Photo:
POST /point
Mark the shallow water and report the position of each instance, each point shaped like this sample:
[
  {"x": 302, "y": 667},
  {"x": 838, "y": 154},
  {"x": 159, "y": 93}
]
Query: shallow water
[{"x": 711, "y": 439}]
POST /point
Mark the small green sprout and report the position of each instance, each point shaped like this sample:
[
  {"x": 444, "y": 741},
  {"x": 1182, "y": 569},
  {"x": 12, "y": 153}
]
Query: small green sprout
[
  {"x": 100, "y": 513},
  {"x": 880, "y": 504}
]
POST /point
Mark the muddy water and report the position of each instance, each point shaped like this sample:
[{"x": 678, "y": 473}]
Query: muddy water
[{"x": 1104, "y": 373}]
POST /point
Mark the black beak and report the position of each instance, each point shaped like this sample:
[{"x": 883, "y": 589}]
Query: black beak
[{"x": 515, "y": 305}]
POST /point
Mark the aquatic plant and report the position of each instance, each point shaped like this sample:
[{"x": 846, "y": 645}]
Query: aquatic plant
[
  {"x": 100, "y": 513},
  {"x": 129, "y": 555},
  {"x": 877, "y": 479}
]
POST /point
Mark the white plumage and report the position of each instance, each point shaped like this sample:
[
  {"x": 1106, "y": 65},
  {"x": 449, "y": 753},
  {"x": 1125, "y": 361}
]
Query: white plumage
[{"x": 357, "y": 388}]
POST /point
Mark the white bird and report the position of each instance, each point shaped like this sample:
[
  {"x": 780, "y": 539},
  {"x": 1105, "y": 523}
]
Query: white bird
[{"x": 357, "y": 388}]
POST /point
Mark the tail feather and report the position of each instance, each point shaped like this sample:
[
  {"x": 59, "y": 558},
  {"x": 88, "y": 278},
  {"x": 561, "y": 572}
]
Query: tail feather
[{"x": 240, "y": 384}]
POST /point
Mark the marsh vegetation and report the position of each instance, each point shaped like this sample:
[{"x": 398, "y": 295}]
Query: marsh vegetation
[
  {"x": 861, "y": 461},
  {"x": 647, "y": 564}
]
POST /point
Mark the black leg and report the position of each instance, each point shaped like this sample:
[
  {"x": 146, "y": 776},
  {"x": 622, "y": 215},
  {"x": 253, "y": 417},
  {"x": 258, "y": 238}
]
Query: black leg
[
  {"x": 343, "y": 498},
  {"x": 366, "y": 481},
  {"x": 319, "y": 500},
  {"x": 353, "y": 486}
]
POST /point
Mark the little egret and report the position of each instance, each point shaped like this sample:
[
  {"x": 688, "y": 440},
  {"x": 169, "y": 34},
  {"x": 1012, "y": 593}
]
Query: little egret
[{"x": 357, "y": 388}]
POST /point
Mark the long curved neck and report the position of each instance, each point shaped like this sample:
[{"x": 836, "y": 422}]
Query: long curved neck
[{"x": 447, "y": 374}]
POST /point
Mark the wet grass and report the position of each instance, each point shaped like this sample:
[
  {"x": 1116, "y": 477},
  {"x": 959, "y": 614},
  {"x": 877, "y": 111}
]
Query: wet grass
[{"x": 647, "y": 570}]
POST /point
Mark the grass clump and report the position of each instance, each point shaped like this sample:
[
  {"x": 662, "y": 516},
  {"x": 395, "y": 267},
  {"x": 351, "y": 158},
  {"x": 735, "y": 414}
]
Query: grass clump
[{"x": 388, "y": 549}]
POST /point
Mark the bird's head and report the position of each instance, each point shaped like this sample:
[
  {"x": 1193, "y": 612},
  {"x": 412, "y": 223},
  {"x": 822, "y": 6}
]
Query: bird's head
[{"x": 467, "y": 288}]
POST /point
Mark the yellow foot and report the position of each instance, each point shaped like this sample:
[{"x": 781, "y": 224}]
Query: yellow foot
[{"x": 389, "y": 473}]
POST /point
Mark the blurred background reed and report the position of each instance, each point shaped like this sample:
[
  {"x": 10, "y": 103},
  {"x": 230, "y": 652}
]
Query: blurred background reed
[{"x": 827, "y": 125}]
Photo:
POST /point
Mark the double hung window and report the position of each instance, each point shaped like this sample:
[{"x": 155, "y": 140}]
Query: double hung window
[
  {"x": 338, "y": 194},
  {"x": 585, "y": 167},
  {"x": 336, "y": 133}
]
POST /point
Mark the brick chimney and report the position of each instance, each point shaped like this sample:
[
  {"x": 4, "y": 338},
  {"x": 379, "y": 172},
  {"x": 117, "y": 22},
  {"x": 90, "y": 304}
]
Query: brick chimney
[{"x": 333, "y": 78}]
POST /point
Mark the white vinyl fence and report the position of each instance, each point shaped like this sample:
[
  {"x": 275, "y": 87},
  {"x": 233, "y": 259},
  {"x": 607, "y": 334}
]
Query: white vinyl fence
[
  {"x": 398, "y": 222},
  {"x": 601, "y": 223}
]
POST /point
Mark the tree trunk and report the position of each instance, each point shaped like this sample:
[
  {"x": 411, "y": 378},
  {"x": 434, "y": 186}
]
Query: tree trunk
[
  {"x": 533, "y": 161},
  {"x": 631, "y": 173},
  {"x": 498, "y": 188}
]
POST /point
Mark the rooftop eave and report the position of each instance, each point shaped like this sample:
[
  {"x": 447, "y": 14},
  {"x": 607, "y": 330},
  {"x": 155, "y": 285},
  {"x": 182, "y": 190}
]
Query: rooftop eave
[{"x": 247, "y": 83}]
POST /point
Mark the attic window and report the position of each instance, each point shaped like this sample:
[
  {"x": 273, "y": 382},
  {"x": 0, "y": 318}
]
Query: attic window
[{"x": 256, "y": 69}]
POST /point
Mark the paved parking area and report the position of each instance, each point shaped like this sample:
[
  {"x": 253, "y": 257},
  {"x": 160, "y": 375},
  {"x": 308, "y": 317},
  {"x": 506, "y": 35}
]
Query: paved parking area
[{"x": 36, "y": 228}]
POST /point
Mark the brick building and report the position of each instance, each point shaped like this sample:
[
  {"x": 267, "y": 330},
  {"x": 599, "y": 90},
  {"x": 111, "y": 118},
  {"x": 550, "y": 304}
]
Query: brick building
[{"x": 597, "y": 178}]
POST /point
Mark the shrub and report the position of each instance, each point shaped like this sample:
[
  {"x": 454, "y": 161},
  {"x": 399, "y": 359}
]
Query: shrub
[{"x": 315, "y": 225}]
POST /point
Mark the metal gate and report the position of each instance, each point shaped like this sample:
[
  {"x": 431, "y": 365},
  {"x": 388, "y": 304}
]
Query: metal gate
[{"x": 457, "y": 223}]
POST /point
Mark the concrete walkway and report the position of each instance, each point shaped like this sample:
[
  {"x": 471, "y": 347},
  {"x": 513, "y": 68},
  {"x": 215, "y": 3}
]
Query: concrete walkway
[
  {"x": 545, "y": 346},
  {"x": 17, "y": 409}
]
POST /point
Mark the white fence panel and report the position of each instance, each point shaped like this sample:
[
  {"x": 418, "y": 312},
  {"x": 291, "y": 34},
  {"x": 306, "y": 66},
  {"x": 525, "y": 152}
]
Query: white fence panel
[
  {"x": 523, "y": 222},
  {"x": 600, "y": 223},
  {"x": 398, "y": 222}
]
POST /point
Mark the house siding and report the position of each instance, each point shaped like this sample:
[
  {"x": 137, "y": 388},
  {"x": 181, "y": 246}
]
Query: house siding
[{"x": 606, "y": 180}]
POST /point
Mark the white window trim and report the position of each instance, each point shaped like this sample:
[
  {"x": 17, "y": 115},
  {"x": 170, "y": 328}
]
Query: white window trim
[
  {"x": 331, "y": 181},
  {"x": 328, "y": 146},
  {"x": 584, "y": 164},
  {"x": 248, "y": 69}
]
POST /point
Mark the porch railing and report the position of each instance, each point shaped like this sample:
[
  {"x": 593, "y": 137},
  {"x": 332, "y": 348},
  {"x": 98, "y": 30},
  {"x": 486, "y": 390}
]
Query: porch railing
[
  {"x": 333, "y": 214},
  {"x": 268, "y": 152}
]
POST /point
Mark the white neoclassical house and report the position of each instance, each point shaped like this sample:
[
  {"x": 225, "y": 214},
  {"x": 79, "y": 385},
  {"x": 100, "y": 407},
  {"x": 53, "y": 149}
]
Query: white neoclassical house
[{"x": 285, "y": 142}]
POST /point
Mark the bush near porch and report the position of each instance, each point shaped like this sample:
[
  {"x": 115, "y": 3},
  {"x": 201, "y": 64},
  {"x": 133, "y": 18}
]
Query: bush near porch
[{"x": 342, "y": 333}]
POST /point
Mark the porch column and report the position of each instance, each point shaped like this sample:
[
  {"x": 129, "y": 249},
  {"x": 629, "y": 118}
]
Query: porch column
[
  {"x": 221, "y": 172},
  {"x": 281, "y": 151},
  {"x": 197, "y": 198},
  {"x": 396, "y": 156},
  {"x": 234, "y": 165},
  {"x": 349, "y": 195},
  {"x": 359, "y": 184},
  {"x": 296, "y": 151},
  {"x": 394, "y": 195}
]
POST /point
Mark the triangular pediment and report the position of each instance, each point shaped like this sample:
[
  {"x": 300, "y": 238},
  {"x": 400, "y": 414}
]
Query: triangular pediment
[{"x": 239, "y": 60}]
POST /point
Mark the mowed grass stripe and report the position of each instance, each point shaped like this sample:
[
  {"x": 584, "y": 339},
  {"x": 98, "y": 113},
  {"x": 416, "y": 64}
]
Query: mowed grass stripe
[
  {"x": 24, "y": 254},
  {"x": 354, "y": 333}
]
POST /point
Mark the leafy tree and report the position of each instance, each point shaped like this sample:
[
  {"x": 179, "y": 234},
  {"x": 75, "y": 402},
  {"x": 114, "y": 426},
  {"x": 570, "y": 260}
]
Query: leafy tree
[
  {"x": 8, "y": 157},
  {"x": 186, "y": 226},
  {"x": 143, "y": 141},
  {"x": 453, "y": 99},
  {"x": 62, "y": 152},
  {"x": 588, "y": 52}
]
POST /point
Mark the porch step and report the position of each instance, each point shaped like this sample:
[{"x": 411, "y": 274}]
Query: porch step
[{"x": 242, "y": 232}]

* * * *

## What you will do
Locate each line above that contains the string "near", treating uppercase and lowercase letters as distinct, and copy every such line.

## Solution to this task
Mark the bush near porch and report the position of each instance, each point shaped like this sample:
Query: bush near porch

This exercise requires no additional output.